#### [Document]
○ ○ ○ ○ ○ ○ ○

Thursday, 29 January 2009

The Paris Hilton Paparazzi Circus

I enjoyed a delicious collision of cultures over lunch on Tuesday. Joining the other distinguished judges from last year’s Biographer’s Club Competition for a reunion at Mon Plaisir brasserie in Monmouth Street, I was startled on arrival to find an absolute scrum of paparazzi on the pavement outside, like a real life scene from The Overnight Fame of Steffi McBride.
Opposite the restaurant was the Covent Garden Hotel, a hostelry I know quite well having spent several days locked in a suite there with the colourful Pete Bennett and his mum and entourage, when he was writing his autobiography after winning Big Brother.
Mon Plaisir is a delightfully traditional French restaurant and seemed to be crammed with other publishing dignitaries that day, (you know who you are). Distinguished biographer, Richard Davenport-Hines, had managed to get us a table in the window. So, as the four of us, (Nicola Beauman, mastermind behind Persephone Books, and Anna Swan of the Biographer’s Club making up the party), gossiped and gawped Paris Hilton emerged from the hotel and the street erupted, just as I’m sure her entourage hoped it would, with the paparazzi surging forward, fighting one another for prime position, climbing onto the roofs of their cars.
The elegant Persephone Books is well worth looking into, specialising as they do in the re-publishing of good books that have slipped out of print. Their great success at the moment is Miss Pettigrew Lives for a Day and I can’t help thinking that Paris Hilton could very easily be a modern equivalent of Delysia, the dizzy, glamorous night club singer and socialite who provides Miss Pettigrew with her chance to ‘live for a day’.
What a glorious and varied world it can be some days.

Sunday, 25 January 2009

Celebrity Short Story Finalists

The three finalists in the Steffi McBride Celebrity short story competition range in age from fourteen to sixty, which I guess just goes to show how all-pervasive celebrity culture is now, and also that the urge to write arrives early and does not dim with the years.
At fourteen, Nicole Hendry is probably a more typical Steffi McBride reader and the one who you would most expect to be wrapped up in the spell of celebrity culture, so much of which is marketed directly towards girls of her generation. Yet both the other finalists are linked in other ways; Veronica Ryder is a keen amateur actress and so understands the lure of the spotlight and Sue Clark is currently working as a writer for a consultancy which specialises in creating a marketing buzz through the use of new media – another link to the world of Steffi McBride.
In her story, “Do you Think It’s Fair? Nicole creates a real air of danger and potential evil with her sharp descriptions of how the forces of celebrity drive her heroine into the arms of anorexia. The incredibly sharp writing makes you long to find out more about the characters sketched in the background.
In “The Purple Peignoir” Sue Clark creates two very interesting characters, neither of which are obvious candidates for modern celebrity but one of whom, Eloise, may well turn out to be one of the founding mothers of the movement. If we knew more we would not only be able to enter the now relatively distant world of the Swinging Sixties, but we would also be able to see what happens to someone when their grip on the spotlight begins to weaken.

○ ○ ○ ○ ○ ○ ○

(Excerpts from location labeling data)
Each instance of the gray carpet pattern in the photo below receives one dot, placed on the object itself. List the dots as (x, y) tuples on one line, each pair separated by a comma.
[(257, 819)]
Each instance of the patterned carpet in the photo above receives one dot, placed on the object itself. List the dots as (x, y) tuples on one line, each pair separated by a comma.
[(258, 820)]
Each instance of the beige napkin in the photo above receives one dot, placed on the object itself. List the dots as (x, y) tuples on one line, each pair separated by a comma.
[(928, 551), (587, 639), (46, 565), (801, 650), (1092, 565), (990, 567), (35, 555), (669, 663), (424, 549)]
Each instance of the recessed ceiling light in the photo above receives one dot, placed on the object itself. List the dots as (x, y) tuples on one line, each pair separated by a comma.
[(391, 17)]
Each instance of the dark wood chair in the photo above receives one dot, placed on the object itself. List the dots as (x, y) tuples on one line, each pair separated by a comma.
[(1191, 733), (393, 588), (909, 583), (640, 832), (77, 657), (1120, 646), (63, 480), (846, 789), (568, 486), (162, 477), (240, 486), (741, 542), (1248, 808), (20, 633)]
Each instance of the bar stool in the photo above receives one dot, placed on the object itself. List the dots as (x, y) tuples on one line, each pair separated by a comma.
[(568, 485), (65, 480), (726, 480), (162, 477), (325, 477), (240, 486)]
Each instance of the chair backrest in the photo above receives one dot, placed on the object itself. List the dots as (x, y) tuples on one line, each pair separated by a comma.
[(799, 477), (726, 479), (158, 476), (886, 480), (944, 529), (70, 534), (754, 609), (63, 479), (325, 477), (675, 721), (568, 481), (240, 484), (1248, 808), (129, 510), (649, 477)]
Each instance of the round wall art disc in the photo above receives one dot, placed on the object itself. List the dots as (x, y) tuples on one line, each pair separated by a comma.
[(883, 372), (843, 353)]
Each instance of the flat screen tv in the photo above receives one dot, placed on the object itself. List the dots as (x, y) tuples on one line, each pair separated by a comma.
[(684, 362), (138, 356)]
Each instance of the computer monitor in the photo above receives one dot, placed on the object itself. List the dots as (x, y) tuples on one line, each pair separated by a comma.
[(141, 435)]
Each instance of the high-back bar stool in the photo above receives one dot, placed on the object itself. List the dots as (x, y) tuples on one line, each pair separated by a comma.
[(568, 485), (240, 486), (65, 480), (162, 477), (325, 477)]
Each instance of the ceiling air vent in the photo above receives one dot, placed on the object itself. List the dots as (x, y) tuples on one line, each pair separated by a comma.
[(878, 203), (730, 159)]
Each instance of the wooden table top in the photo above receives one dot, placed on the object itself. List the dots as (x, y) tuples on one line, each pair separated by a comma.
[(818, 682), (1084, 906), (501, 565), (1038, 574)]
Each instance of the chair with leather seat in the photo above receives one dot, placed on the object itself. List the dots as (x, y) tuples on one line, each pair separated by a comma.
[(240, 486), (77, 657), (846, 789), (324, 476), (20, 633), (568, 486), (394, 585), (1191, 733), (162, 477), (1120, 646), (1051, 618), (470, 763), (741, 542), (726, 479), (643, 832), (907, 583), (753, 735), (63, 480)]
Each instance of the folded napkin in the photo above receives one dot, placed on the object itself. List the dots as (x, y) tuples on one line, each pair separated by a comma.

○ ○ ○ ○ ○ ○ ○

#### [Request]
In the blog, where did the competition judges meet for their reunion lunch? The entries have nothing to do with the blog.

#### [Response to the exercise]
At Mon Plaisir brasserie in Monmouth Street.